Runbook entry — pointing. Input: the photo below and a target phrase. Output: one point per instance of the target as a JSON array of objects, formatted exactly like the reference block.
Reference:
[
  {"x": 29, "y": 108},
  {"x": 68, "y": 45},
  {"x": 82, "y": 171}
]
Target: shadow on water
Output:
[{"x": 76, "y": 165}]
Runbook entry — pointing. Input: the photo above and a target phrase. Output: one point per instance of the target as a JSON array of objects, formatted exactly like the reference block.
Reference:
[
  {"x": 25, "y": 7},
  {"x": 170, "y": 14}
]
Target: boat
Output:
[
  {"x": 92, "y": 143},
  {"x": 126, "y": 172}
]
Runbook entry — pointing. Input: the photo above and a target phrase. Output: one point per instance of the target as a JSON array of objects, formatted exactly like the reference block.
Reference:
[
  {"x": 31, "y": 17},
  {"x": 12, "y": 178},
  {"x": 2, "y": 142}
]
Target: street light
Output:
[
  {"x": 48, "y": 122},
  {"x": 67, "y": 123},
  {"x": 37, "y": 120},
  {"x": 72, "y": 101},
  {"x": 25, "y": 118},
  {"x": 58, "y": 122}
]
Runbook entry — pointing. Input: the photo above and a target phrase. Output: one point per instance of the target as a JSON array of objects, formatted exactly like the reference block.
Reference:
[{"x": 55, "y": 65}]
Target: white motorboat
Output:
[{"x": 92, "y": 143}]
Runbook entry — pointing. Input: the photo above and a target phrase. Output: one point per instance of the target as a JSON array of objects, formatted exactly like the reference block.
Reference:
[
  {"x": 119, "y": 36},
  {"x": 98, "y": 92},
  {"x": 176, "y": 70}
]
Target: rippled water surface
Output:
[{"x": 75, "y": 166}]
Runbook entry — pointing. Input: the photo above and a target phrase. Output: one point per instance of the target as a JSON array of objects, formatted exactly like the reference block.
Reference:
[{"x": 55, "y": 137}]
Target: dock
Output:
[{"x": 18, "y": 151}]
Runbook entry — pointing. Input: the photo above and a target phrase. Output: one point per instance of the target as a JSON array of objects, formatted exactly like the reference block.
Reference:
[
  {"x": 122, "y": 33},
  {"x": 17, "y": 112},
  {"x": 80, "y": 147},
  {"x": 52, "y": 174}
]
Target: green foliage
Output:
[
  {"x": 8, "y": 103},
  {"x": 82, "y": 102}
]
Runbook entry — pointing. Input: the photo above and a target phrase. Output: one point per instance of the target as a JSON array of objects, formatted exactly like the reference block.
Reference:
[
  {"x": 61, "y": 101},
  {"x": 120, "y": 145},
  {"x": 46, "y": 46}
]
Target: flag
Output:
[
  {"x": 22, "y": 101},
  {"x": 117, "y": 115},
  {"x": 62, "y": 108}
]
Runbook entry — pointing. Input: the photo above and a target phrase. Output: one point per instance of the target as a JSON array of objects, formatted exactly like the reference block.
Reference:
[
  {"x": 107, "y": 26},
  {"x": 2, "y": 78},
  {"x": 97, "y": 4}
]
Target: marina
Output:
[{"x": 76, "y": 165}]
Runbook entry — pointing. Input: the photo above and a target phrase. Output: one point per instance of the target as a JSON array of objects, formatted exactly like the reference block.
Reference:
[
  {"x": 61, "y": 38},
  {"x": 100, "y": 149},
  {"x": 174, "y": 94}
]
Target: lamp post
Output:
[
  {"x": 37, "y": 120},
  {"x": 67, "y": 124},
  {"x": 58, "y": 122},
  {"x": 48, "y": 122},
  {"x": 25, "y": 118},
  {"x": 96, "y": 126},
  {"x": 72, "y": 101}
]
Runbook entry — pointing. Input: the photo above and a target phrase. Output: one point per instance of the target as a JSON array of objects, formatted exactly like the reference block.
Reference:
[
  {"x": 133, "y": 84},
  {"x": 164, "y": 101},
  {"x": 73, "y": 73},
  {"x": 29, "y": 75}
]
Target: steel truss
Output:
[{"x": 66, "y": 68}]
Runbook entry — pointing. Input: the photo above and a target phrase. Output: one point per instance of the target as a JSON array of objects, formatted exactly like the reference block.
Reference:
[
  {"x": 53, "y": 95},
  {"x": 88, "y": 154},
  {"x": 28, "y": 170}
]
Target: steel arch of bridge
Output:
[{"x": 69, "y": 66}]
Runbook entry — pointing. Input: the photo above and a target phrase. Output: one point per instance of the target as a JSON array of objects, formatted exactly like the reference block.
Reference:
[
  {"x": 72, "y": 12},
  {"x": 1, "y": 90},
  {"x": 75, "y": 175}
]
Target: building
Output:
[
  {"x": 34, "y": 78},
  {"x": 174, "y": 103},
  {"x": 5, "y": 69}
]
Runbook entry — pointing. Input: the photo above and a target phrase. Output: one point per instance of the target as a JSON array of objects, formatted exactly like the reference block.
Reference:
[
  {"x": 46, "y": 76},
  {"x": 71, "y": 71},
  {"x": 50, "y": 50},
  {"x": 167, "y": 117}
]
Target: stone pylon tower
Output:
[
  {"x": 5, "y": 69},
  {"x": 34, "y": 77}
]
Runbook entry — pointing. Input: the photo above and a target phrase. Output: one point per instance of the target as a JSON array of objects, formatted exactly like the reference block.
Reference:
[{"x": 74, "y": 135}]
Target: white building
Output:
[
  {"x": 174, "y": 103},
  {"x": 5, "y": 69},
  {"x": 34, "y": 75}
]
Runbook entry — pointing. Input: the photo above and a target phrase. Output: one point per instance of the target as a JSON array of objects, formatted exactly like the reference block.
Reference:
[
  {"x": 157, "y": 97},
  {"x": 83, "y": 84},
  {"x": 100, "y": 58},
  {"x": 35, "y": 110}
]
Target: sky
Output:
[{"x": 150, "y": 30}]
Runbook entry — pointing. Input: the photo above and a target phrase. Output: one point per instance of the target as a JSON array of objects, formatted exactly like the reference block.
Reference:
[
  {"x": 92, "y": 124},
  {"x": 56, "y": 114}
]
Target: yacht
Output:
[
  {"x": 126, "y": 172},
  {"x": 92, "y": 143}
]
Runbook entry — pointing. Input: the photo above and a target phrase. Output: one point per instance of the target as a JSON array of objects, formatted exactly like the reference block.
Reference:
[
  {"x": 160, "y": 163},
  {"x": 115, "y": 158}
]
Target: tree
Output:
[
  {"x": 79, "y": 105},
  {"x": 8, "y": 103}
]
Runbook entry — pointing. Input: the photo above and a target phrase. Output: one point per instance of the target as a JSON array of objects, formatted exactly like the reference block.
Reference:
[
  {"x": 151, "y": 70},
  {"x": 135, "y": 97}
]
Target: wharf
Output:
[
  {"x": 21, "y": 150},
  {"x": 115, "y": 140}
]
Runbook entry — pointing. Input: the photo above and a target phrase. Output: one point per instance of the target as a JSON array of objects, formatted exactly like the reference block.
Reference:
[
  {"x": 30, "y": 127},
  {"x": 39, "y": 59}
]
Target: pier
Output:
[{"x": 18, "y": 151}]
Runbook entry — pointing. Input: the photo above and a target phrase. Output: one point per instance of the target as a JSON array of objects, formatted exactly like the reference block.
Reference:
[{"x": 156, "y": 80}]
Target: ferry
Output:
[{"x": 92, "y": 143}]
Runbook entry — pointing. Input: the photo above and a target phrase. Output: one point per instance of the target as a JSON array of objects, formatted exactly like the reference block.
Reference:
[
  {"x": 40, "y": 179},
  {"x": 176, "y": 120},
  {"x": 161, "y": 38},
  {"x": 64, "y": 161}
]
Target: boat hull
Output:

...

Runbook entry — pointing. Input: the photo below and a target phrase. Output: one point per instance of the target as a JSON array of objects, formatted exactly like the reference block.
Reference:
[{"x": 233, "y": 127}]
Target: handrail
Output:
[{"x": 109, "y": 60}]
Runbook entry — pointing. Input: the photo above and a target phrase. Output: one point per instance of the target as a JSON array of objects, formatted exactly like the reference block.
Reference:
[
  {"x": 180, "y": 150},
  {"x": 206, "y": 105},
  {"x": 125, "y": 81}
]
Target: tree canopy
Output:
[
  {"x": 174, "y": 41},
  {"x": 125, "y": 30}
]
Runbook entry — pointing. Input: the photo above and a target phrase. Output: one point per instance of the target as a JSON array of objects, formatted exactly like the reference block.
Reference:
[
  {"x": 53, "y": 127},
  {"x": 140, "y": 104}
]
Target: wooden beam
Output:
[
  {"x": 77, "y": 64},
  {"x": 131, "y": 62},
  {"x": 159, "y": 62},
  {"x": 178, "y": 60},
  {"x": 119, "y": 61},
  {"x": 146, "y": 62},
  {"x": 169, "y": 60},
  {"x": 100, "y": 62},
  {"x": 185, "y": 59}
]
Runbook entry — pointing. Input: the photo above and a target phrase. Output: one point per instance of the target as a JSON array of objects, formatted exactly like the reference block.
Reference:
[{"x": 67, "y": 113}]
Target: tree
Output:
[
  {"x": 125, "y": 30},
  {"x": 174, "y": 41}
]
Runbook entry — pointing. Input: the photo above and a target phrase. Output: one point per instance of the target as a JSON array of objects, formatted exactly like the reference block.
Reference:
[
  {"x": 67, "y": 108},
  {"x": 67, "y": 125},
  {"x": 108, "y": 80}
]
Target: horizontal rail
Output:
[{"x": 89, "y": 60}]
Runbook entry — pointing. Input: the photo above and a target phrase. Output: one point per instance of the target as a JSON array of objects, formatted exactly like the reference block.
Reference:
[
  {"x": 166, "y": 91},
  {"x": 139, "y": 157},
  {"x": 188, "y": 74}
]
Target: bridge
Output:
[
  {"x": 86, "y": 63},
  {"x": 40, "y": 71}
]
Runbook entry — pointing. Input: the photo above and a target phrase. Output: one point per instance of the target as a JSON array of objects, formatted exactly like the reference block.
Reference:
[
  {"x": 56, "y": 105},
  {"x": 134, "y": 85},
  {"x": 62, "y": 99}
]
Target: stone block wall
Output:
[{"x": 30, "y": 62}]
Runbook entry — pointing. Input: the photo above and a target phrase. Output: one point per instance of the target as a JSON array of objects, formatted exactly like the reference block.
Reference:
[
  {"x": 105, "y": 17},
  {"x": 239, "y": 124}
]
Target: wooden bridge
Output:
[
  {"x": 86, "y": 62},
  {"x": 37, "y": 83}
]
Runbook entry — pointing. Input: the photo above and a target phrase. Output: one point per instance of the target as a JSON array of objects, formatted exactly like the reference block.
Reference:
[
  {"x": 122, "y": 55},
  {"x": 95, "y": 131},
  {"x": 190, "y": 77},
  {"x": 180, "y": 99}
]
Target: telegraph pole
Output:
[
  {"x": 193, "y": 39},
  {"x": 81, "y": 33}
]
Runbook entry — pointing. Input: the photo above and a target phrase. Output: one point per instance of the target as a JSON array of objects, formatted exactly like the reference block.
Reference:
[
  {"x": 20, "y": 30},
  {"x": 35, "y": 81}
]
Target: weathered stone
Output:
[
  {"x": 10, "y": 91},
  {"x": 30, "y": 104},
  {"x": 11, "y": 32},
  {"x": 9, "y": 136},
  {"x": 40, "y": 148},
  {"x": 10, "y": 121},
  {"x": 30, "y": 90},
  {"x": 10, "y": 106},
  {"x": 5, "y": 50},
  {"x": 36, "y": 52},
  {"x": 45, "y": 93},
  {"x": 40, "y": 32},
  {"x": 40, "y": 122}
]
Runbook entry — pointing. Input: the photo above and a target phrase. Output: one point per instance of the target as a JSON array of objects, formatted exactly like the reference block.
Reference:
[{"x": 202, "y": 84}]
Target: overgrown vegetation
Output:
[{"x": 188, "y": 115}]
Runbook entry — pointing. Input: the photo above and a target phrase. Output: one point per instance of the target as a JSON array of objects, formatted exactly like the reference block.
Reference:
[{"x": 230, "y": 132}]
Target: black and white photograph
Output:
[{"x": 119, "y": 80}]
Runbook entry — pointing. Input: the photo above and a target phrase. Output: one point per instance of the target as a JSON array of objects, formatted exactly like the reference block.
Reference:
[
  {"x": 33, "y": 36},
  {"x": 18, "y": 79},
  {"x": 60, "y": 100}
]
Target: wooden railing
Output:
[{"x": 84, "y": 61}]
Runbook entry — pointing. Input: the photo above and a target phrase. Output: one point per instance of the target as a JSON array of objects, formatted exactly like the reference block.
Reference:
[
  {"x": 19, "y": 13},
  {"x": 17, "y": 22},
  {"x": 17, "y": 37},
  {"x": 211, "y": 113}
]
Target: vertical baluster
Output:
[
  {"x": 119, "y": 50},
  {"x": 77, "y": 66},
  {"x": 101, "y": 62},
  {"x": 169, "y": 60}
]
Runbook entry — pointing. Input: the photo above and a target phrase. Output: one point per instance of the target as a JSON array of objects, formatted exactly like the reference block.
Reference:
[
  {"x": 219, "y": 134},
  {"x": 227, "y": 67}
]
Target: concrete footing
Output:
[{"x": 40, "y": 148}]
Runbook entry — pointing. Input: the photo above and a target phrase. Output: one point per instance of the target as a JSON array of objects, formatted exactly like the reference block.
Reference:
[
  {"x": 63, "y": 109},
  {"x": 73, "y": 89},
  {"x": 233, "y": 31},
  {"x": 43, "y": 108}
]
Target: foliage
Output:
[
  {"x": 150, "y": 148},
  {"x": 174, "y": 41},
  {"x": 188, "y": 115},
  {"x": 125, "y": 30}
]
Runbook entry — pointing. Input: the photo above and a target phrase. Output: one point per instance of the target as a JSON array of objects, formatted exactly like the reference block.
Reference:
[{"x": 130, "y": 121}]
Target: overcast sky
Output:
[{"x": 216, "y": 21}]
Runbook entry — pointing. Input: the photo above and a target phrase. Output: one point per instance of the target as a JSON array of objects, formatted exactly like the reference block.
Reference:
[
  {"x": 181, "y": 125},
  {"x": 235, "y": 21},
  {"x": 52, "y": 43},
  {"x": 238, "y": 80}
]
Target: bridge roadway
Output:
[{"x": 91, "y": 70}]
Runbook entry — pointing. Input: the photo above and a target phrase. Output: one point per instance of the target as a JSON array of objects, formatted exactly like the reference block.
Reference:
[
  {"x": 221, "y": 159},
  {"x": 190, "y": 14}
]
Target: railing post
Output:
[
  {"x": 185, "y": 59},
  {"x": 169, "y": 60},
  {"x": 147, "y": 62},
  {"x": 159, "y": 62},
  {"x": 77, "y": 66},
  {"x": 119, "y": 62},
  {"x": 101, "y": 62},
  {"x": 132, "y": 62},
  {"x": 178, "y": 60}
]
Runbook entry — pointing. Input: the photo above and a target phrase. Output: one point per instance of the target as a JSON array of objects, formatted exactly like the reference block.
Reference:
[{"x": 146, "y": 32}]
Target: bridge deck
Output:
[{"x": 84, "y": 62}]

Problem requirements
Find "Target: vertical baluster" in the entries above and copy that whole line exactly, then each line after it through the line that contains "Target: overcast sky".

Answer to the problem
Target: vertical baluster
Output:
[
  {"x": 119, "y": 50},
  {"x": 77, "y": 66},
  {"x": 101, "y": 62},
  {"x": 169, "y": 60}
]
Runbook entry — pointing. Input: the photo above and a target phrase. Output: one point per instance of the target as a JSON array of objects, formatted exactly like the reference block.
Reference:
[
  {"x": 219, "y": 134},
  {"x": 227, "y": 67}
]
Target: concrete footing
Output:
[{"x": 40, "y": 148}]
Runbook entry — pointing. Input: the photo above and a target phrase. Output: one point per instance of the target as a JSON array of objects, formatted exactly like the reference block.
Reference:
[
  {"x": 63, "y": 109},
  {"x": 73, "y": 89},
  {"x": 233, "y": 31},
  {"x": 43, "y": 108}
]
Target: foliage
Output:
[
  {"x": 150, "y": 148},
  {"x": 174, "y": 41},
  {"x": 188, "y": 115},
  {"x": 125, "y": 30}
]
Runbook entry — pointing. Input: the photo above and a target phrase. Output: one point per instance of the target as a JSON array of objects, formatted exactly like the reference block.
Reference:
[{"x": 130, "y": 121}]
Target: overcast sky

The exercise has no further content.